(Extracted records begins)

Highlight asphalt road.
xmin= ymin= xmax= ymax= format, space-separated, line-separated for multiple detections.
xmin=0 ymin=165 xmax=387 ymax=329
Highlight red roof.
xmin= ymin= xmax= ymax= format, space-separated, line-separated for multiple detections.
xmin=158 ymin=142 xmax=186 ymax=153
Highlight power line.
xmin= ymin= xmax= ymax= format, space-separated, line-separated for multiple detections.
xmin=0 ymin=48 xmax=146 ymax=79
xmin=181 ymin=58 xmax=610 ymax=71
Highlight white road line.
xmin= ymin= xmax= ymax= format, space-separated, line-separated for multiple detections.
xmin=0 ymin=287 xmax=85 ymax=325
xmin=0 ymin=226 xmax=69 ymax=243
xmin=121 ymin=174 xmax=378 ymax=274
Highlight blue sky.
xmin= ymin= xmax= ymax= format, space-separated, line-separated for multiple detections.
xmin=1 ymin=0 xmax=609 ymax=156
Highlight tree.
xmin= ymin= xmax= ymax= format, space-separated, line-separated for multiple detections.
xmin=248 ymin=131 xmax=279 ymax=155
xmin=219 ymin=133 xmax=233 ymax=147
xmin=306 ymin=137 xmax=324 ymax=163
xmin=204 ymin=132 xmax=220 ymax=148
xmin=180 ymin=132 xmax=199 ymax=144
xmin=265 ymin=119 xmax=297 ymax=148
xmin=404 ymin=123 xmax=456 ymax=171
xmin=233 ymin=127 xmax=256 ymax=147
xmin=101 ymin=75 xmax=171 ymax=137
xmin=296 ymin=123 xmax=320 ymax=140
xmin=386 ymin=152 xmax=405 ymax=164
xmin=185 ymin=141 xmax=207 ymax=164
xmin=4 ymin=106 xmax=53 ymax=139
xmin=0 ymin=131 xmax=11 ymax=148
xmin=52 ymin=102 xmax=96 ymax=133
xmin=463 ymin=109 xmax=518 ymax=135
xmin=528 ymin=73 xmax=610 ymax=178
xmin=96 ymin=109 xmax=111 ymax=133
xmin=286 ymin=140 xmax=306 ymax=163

(Extracted records ends)

Exercise - The line containing "Highlight red roof." marks the start; retype it and each line after it through the end of the records above, exactly.

Solved problem -
Highlight red roof.
xmin= ymin= xmax= ymax= format, space-separated, line-separated for multiple detections.
xmin=158 ymin=142 xmax=186 ymax=153
Highlight power line.
xmin= ymin= xmax= ymax= format, space-separated, line-separated for multiple detections.
xmin=0 ymin=48 xmax=146 ymax=79
xmin=181 ymin=58 xmax=610 ymax=71
Highlight white road line.
xmin= ymin= xmax= ymax= format, space-separated, line-separated for multiple detections.
xmin=0 ymin=287 xmax=85 ymax=325
xmin=0 ymin=226 xmax=69 ymax=243
xmin=121 ymin=174 xmax=378 ymax=274
Highlight blue sky.
xmin= ymin= xmax= ymax= format, space-separated, line-separated for multiple detections.
xmin=1 ymin=0 xmax=609 ymax=156
Highlight tree.
xmin= ymin= xmax= ymax= format, space-separated, line-separated for multiple detections.
xmin=248 ymin=131 xmax=279 ymax=155
xmin=219 ymin=133 xmax=233 ymax=147
xmin=306 ymin=137 xmax=324 ymax=163
xmin=204 ymin=132 xmax=220 ymax=148
xmin=180 ymin=132 xmax=199 ymax=144
xmin=265 ymin=119 xmax=297 ymax=148
xmin=404 ymin=123 xmax=456 ymax=171
xmin=233 ymin=127 xmax=256 ymax=147
xmin=101 ymin=75 xmax=171 ymax=137
xmin=296 ymin=123 xmax=320 ymax=140
xmin=386 ymin=152 xmax=405 ymax=164
xmin=185 ymin=141 xmax=207 ymax=164
xmin=4 ymin=106 xmax=53 ymax=139
xmin=0 ymin=131 xmax=11 ymax=148
xmin=52 ymin=102 xmax=96 ymax=133
xmin=463 ymin=109 xmax=518 ymax=135
xmin=528 ymin=73 xmax=610 ymax=178
xmin=96 ymin=109 xmax=111 ymax=133
xmin=286 ymin=140 xmax=306 ymax=163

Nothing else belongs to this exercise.